▶ _TASK TO CARRY OUT_:
Print the lines below word for word, omitting the pictures.

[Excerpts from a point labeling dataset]
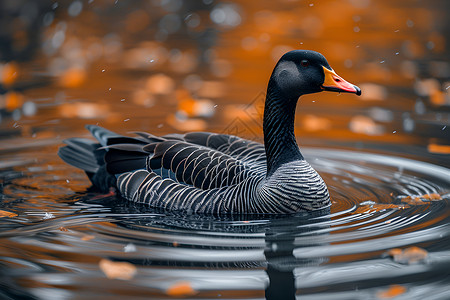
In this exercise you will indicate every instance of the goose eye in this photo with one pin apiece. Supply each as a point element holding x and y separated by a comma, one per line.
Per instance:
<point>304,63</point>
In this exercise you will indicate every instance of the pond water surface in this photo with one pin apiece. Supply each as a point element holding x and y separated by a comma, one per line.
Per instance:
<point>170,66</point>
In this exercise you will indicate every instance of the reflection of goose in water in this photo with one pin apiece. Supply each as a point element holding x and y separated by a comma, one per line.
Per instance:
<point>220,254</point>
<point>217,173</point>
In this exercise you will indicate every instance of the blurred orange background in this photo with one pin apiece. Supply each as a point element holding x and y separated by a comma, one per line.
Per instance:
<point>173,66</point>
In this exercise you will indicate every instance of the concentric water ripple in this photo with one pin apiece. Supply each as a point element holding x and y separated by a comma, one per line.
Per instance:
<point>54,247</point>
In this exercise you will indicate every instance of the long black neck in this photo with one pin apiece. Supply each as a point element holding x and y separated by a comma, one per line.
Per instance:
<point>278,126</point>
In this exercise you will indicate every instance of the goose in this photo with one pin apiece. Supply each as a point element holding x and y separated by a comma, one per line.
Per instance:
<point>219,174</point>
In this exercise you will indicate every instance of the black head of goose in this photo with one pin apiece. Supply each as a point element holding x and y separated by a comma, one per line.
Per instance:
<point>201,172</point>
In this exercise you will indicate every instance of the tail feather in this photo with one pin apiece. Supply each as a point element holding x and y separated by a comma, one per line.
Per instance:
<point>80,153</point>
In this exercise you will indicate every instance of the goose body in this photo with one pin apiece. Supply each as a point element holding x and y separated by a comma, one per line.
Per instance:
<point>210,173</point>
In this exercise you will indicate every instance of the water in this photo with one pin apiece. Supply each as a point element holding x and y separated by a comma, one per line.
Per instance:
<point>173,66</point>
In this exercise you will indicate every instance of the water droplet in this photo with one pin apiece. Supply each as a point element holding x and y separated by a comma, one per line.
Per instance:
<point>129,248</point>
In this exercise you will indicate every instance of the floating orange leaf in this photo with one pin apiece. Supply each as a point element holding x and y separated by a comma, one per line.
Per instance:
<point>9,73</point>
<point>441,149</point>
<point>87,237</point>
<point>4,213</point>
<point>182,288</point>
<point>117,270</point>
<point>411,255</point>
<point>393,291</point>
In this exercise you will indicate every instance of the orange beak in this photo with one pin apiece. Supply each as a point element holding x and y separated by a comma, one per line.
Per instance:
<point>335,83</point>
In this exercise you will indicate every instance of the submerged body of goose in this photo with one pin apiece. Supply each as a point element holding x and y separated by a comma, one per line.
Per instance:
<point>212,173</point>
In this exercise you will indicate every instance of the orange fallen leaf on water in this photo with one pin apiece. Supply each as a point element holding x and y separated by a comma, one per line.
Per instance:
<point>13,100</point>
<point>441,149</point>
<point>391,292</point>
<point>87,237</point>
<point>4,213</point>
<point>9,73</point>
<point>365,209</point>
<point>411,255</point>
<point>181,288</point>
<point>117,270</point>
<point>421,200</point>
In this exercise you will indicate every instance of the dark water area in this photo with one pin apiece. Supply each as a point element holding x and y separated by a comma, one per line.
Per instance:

▶ _SOLUTION TO THE EXERCISE_:
In this exercise you will indicate every instance of the goose eye in this photo with one pin apiece. Supply each as a point element holding x and y separated by a comma, one per line.
Per instance:
<point>304,63</point>
In this exercise you will indicate every instance of the pond water surface in this photo with one pin apiece. Supply each as a point element holding x and y separated by a comma, one per line.
Per instance:
<point>170,66</point>
In this exercise you will indicate every instance of the reflection of goose in water in this photo with one pin apiece. Supply each as a point element holding x and y separated by a comma, one per line.
Per instance:
<point>220,254</point>
<point>217,173</point>
In this exercise you will indicate every instance of the blurred orange background in this photo with one pin apiece. Supply each as a point element holding x and y separated by a comma, one per line.
Per instance:
<point>173,66</point>
In this exercise you will indicate every instance of the concentric water ripple in this photo with one pin apiece. Supply each as a point element holding x and y separated by a comma, one per line.
Per instance:
<point>54,247</point>
In this exercise you will indicate every instance of the long black neck in this photo with one pin apiece. Supply each as a point element holding x and y separated by a comma, one per line.
Per instance:
<point>278,126</point>
In this exercise you will indicate every instance of the goose in this photo with one pin apiece. Supply each as a point element holding x and y separated by a comma, one per line.
Per instance:
<point>219,174</point>
In this exercise you will indicate every instance of the black head of goose in this photo with one pin apiece. Supply each as a point element holding x and y separated by a comma, one per line.
Per instance:
<point>201,172</point>
In this exercise you will indicate every instance of the tail feather in this photo with one pin apiece. Supply each as a point element holding x and y separated by a comma, one per line.
Per instance:
<point>80,153</point>
In this exercise you will indicate every instance of the goose body in this photo with one pin apiece. Supply each as a point element holding x and y separated by a comma, one per line.
Per instance:
<point>210,173</point>
In this exercise you will indicate every instance of the water in this photo with one pin apiece. Supply each as a point element holding x and y separated by a comma, one per line.
Per instance:
<point>173,66</point>
In this exercise you will indicate every instance of the water droplet in this photo with one pin apiece. Supply each as a point element holding x and y separated by a comma, one per line.
Per instance:
<point>129,248</point>
In this exercise you will indicate every instance of the floating orange leaf in this photo with one pin apiece. Supply each as a point element holding x and y separated by a comma, one per line.
Per instance:
<point>9,73</point>
<point>441,149</point>
<point>87,237</point>
<point>4,213</point>
<point>182,288</point>
<point>117,270</point>
<point>411,255</point>
<point>393,291</point>
In this exercise you will indicate every instance of the orange beak in this photo with one pin apiece. Supply each as a point element holding x and y separated by a comma, one per line.
Per instance:
<point>335,83</point>
In this exercise you will indicate every instance of the submerged body of goose in this photo with one pin apiece. Supply each as a point element holding x and y separated by a comma, one per line.
Per instance:
<point>212,173</point>
In this exercise you will indicate every instance of the orange fallen leaf on water in this photo with one pin apiece. Supply each as a point element holding x and y separated by a comma, one per line.
Per instance:
<point>13,100</point>
<point>441,149</point>
<point>391,292</point>
<point>87,237</point>
<point>4,213</point>
<point>9,73</point>
<point>365,209</point>
<point>411,255</point>
<point>181,288</point>
<point>117,270</point>
<point>421,200</point>
In this exercise you will indicate every instance of the dark water area in this photo with one pin apiece. Supply each as a point element holding x and y separated by a comma, one per line.
Per instance:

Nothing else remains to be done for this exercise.